* [EXERCISE]: Please reproduce the lines below word for word, leaving out the pictures.

Start of RECORDS PROVIDED

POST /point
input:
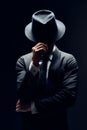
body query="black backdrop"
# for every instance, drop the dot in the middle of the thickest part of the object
(14, 15)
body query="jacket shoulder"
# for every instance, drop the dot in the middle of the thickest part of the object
(69, 59)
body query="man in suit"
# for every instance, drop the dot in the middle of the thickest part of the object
(46, 77)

End of RECORDS PROVIDED

* [RESPONSE]:
POST /point
input:
body query="black backdrop"
# for every instance, drop the dot in the middle of the thickest part of the object
(14, 15)
body query="jacket shoulder"
# for every instance, drop the dot in the middle of the thickest part of the object
(69, 59)
body query="man in suit"
# for every instance, drop the dot in the middle of the thickest part of the object
(46, 77)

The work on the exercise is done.